En el curso de mi lectura iba efectuando numerosas comparaciones con mis propios sentimientos y mi triste situación. Encontraba muchos puntos en común, y, a la vez, curiosamente distintos, entre mí mismo y los personajes acerca de los cuales leía y de cuyas conversaciones era obsevador9...



Los siguientes párrafos de la novela describirán las impresiones que el monstruo creado por Frankenstein obtuvo de estos tres libros. Y poco después, Mary W. Shelley nos lo mostrará leyendo asombrado el diario encontrado en el gabán con el que había huido de la casa del doctor, escrito por su creador en el período en que éste se hallaba construyendo, sumido en el delirio y en el horror, a su extraordinaria criatura10.

Otra obra maestra de la narrativa romántica que contiene alguna escena interesante desde el punto de vista de la historiografía de la lectura oral es la de The Alhambra: A series of Tales and Sketches of the Moors and Spaniards (Cuentos de la Alhambra), publicada por el norteamericano Washington Irving en 1832. A través de sus páginas, podemos asistir a episodios tan significativos como el siguiente:

Solía entretenernos el sobrino leyéndonos alguna antigua comedia de Calderón o de Lope de Vega, a lo que se mostraba sumamente propicio, por el deseo de agradar, o más bien de entretener a su adorada prima, si bien casi siempre, y a pesar suyo, se quedaba dormida esta señorita antes de terminar el primer acto11.



Finalmente, y dando un gran salto en el espacio y en el tiempo, nos trasladaremos al Cono Sur americano de la década de 1970, en cuyo opresivo ambiente -dominado por la represión de las dictaduras militares- el escritor uruguayo Eduardo Galeano escenificó su emotiva novela Días y noches de amor y de guerra (1978).

Varias son las escenas de lectura oral que se introducen en las páginas de esta obra. Una tiene por escenario un café que reúne a parroquianos uruguayos en torno a la angustiosa lectura de la prensa:

Por la mañana salen de Paysandú y cruzan a tierra argentina. Compran, entre todos, un ejemplar de Crisis y ocupan un café. Uno de ellos lee en voz alta, página por página, para todos. Escuchan y discuten. La lectura dura todo el día. Cuando termina, dejan la revista de regalo al dueño del café y se vuelven a mi país, donde está prohibida12.



Otros personajes ansiosamente entregados a la lectura oral y en común que son descritos en la misma novela son los presos políticos encerrados en siniestras cárceles:

Los presos se amontonaban uno encima del otro, rodeados de fusiles, y no podían moverse ni para mear. Cada día uno de los presos se paraba y leía para todos.

Yo quería contarle, don Alejo, que los presos quisieron leer El siglo de las luces y no pudieron. Los guardias dejaron entrar el libro, pero los presos no pudieron leerlo. Quiero decir: lo empezaron varias veces y varias veces tuvieron que dejarlo. Usted les hacía sentir la lluvia y los olores violentos de la tierra y de la noche. Usted les llevaba el mar y el estrépito del oleaje rompiendo contra la quilla del buque y les mostraba el latido del cielo a la hora en que nace el día y ellos no podían seguir leyendo eso13.



Cerramos, con estas emotivas líneas, dramática mezcla de ficción y de realidad dirigida por el uruguayo Eduardo Galeano al cubano Alejo Carpentier, autor de El siglo de las luces que quisieron y apenas pudieron leer los presos de las oscuras cárceles americanas, este rápido pero intenso y variado repaso de algunas obras maestras de la narrativa de los siglos XIX y XX que nos han permitido hacer el seguimiento del cada vez más precario, pero aún vivo, latido de la lectura oral y pública en el seno de nuestras sociedades modernas.

MATERIAL ENUMERADO:
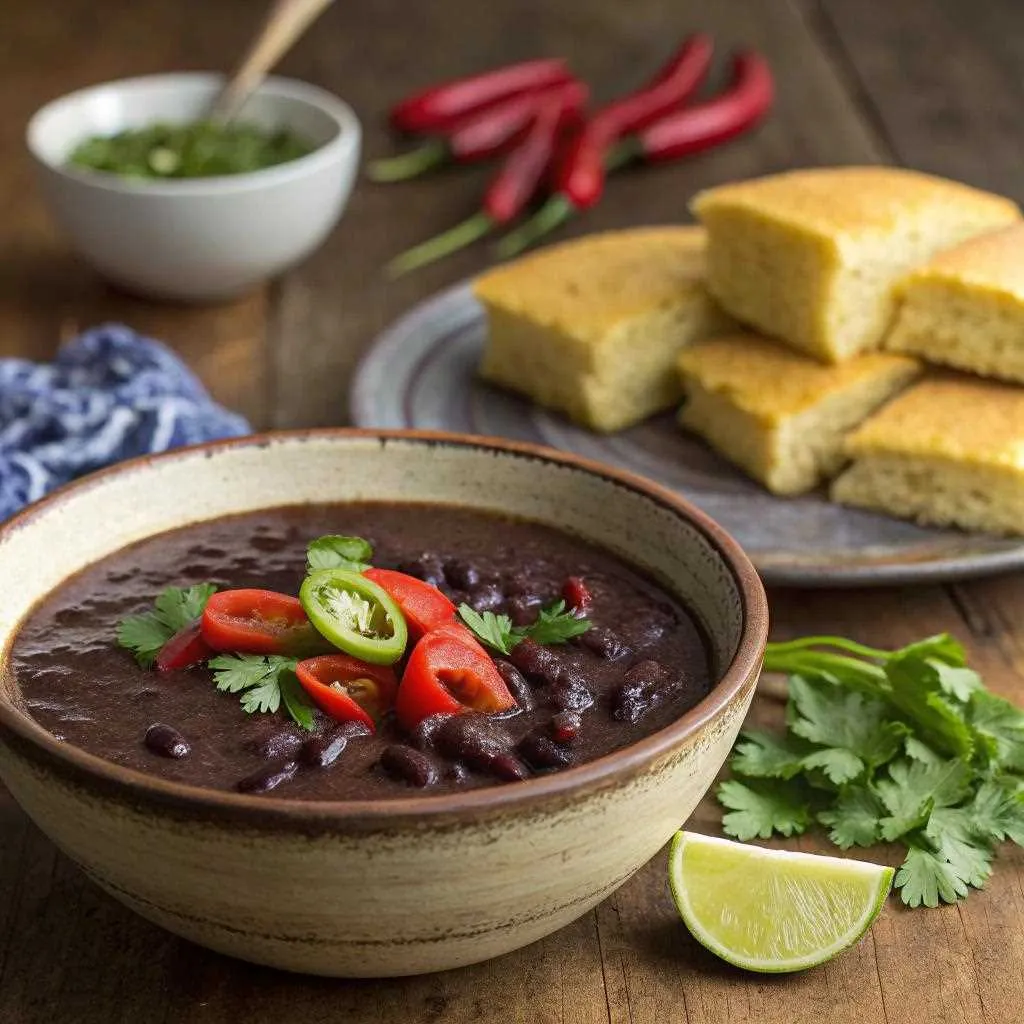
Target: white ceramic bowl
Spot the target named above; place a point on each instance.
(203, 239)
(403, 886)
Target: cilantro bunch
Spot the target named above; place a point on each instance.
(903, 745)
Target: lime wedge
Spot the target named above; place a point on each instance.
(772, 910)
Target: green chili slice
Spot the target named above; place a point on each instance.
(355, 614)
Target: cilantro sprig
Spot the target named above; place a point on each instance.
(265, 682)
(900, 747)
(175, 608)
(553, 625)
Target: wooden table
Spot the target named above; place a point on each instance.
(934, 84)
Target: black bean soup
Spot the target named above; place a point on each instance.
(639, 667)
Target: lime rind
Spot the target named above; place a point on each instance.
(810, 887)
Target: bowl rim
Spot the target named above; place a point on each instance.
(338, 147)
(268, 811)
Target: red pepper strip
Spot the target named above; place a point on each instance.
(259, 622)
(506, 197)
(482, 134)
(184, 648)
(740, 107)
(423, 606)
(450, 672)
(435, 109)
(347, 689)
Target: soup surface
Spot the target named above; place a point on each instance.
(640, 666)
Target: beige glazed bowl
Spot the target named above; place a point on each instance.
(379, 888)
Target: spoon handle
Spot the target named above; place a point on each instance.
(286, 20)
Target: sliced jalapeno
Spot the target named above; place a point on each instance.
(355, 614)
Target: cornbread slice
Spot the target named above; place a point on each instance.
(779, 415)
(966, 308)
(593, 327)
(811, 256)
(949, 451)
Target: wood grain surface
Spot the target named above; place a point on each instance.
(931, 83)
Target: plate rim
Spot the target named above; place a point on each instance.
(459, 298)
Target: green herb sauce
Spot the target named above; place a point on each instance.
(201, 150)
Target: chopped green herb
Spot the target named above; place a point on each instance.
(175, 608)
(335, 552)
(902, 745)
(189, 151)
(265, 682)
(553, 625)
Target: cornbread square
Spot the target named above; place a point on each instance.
--
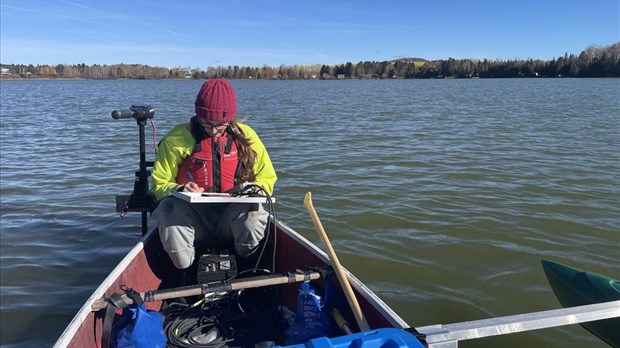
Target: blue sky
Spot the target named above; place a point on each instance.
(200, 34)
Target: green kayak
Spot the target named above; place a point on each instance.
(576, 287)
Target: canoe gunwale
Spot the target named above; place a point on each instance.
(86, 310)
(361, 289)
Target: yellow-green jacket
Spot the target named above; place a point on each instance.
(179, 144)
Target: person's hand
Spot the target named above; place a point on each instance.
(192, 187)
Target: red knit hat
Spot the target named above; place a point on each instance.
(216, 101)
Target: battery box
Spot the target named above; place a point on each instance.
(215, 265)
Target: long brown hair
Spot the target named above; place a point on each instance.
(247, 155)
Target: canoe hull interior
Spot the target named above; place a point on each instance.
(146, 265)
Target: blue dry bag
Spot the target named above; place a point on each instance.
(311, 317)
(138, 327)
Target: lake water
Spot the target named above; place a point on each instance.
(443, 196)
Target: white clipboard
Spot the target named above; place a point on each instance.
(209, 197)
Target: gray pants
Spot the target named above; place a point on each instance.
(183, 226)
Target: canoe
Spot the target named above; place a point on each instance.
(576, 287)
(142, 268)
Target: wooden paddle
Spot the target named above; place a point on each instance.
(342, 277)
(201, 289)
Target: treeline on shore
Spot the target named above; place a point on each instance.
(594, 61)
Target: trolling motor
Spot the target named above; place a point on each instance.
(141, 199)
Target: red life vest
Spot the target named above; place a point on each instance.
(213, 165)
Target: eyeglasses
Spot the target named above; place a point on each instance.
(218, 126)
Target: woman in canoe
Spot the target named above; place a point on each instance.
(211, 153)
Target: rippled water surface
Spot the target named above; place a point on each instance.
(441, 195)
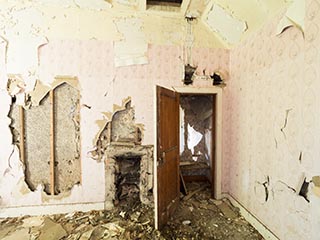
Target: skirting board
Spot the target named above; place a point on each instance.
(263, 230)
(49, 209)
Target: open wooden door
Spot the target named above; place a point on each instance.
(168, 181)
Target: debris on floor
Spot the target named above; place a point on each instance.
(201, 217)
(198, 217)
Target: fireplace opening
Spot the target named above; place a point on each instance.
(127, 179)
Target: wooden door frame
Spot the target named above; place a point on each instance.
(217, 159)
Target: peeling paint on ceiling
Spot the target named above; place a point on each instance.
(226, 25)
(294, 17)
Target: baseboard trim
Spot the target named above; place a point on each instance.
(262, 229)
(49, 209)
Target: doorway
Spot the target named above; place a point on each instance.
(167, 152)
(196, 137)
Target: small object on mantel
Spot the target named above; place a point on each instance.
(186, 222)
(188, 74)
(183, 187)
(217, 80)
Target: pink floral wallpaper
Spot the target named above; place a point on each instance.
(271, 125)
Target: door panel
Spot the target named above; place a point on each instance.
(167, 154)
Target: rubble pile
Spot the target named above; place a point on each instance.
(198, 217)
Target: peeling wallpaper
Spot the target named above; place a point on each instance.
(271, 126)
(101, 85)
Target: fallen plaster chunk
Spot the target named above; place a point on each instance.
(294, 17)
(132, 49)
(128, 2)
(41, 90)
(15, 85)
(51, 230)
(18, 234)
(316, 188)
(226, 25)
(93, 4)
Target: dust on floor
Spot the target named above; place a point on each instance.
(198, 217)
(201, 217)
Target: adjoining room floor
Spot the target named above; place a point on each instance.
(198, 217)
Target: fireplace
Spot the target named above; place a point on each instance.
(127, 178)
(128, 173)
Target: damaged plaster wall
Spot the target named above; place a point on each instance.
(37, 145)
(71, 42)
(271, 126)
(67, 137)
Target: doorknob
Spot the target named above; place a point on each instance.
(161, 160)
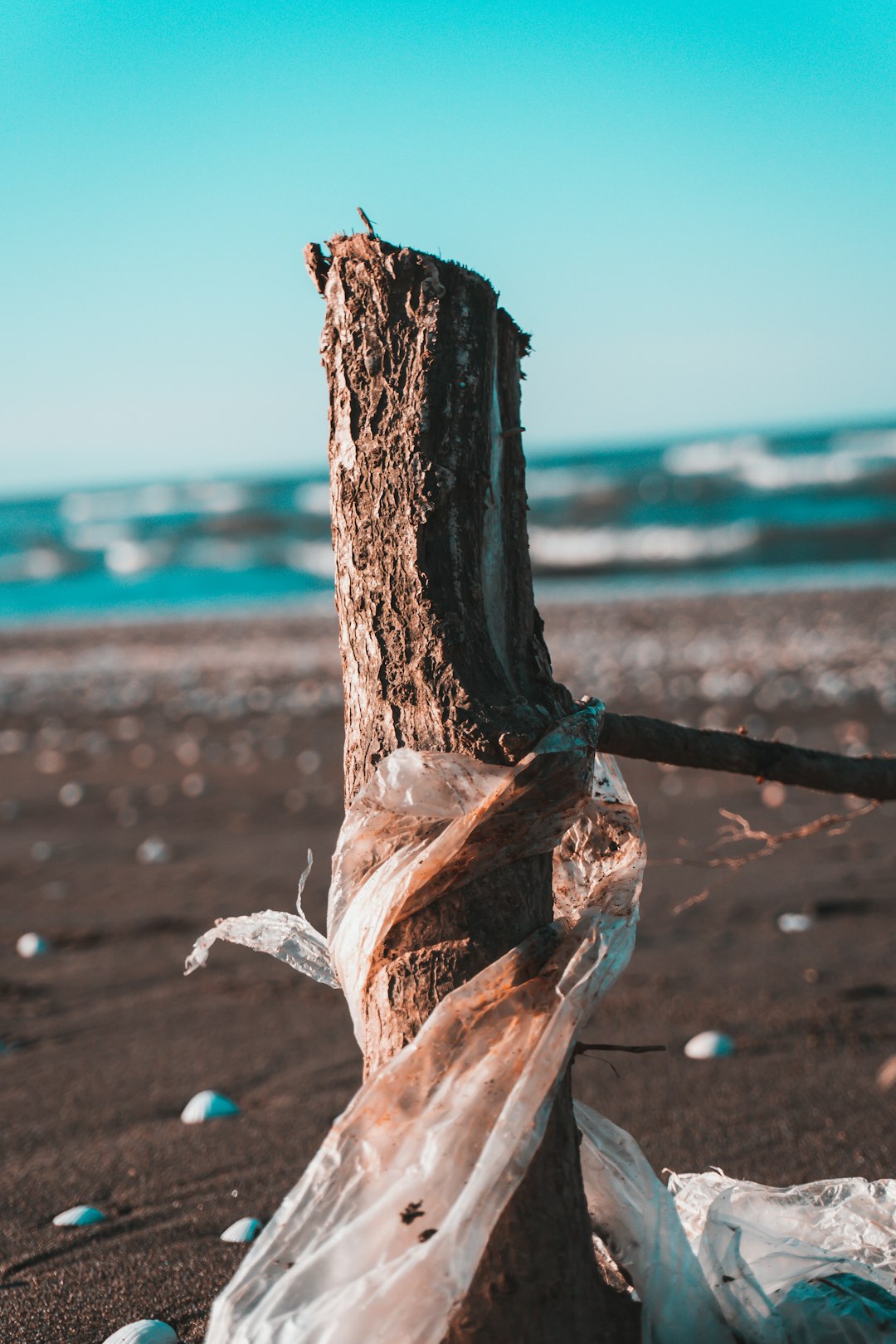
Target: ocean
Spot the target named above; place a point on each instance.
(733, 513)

TAREA PROPUESTA:
Según el fragmento, ¿en qué año publicó Washington Irving los Cuentos de la Alhambra? El material es independiente del fragmento.

SOLUCIÓN DEL EJERCICIO:
En 1832.